▶ **EXERCISE REQUIREMENTS**:
Pick up the essay on Clair Huffaker's westerns after its last sentence and carry it forward.

** Start SOURCE **

Seven Smith’s girlfriend Joy asks him about Jim Flood. “You speak of him with affection, yet he’s done such terrible things.” What kind of guy is he?
Seven, a 21-year-old Texas Ranger, once a greenhorn but now a veteran, isn’t sure how to answer. He tells her:
“I can talk about ‘im, all right, but I can’t guarantee to make a clear picture of him. Maybe it sounds dumb, but he’s kind of like the moon up there. Cold, but warm at the same time. Big. Alone. Over everythin’ else. And the only one of his kind.
“I’d trust him with anything I had, knowin’ at the same time he might turn on me at any minute.”
This comes near the very end of Clair Huffaker’s 1960 Seven Ways from Sundown, and it’s not the usual way a western ends, especially one that involves a lawman tracking down, capturing and bringing in a dangerous outlaw.
Quirky and cinematic
Huffaker, though, isn’t your usual western writer. His books are often quirky and have a cinematic quality.
In fact, several were turned into movies, often with Huffaker as the screenwriter. His novel Badman (1958) was filmed as the 1967 movie The War Wagon, starring John Wayne, and Nobody Loves a Drunken Indian (1967) as the 1970 film Flap, featuring Anthony Quinn.
For my money, Huffaker’s best novel is The Cowboy and the Cossack (1973), the story of more than a dozen Montana cowboys who are driving 500 longhorns across a 1,000 miles of Siberia, all the while feuding with their escort of Cossacks. It’s a collision of cultures that, eventually, is bridged. What’s amazing to me is that the story has never been filmed.
The first of Huffaker’s screenplays to reach the screen was his adaptation of Seven Ways from Sundown which arrived in theaters only a few months after the book was published.

** End SOURCE **
** Start ITEMS **

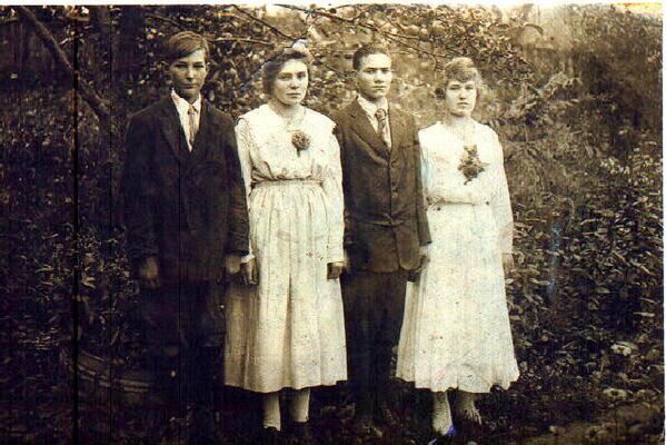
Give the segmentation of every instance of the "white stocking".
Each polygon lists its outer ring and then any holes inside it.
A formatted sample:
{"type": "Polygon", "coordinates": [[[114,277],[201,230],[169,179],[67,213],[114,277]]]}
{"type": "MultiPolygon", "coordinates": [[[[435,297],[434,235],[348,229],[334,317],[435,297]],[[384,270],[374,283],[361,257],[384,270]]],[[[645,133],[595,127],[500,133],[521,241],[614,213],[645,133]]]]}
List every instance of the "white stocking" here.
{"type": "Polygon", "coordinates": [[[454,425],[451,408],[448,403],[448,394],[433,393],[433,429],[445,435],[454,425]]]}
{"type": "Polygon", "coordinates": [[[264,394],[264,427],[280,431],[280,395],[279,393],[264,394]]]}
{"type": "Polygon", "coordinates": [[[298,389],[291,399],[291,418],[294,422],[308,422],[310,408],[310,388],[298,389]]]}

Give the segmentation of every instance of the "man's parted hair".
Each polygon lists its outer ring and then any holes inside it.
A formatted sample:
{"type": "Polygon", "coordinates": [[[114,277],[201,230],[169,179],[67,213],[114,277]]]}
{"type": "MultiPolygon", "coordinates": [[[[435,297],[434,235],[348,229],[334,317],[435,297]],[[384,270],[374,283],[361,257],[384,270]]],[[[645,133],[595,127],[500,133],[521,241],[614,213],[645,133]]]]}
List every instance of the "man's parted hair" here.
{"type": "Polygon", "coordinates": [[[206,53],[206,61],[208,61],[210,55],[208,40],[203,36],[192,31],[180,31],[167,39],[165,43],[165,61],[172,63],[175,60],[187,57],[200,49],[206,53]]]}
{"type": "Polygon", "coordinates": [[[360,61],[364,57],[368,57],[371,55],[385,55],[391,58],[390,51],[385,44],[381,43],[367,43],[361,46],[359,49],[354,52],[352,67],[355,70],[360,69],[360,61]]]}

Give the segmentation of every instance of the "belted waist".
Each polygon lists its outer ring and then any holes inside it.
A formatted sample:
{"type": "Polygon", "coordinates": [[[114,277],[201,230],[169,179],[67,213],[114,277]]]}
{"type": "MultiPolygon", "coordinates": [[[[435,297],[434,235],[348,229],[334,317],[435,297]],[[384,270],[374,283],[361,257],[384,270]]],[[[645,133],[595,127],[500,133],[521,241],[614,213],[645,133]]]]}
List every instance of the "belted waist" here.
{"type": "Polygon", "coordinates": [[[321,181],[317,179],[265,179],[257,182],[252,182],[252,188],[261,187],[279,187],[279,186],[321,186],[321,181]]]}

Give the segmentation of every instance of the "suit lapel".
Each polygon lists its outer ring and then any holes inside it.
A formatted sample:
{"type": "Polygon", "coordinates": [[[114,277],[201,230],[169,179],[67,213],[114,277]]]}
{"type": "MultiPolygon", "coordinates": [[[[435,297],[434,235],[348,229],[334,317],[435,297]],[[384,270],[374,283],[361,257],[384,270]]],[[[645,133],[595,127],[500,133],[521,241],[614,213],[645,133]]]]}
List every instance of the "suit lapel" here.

** End ITEMS **

▶ **RESULT**:
Two Hot to Handle
As the novel opens, it’s 1884, and Seven Smith is a new recruit Ranger, sent out to join a detachment under Lt. Walter Herly.
On the second page of the book, the reader finds out that the title is more than just a figure of speech. Seven has reported to Sgt. Hennesey who, looking over the young man’s papers, notes that he’s been in the Rangers for a full nine days.
“How came you by the name Seven, Smith?”
“Pa didn’t wantta bother with fancy names. So he called us by the number of our comin’. There was One, and Two, and Three, and so on up to Thirteen. I was Seven. But Ma liked fancy names, so she always prettied ‘em up a little. Oldest boy was One for the Money. The next one was Two Hot to Handle. My honest-to-God name is Seven Ways from Sundown. But Seven is shorter.”
As I said, Huffaker is pleasantly quirky as a storyteller.
A charming one
Seven quickly gets on the wrong side of Lt. Herly because he takes a shine to Joy Harrington, the daughter of the trading post owner, and she takes a shine to him, and that ticks off the officer because he wants to court Joy himself.
By this point, it’s already clear to the reader that the lieutenant is a bad one after a scene in which, for no good reason, he shoots and kills two Indian children.
Then, to get Seven out of the way, Herly sends the young man and Sgt. Hennesey after the stone cold killer Jim Flood.
Eventually, it ends up that Seven alone has to track the killer down, and he does so with a little bit of luck and a lot of grit. But Flood isn’t your run-of-the-mill violent sociopath.
I mean, he’s still a sociopath, but he’s a charming one. And, for one reason and then another, he and Seven work together to survive a snowstorm, and they develop a friendship, even though Flood is virtually always tied up and Seven has to move heaven and earth to get the outlaw back to Texas, a thousand-mile journey.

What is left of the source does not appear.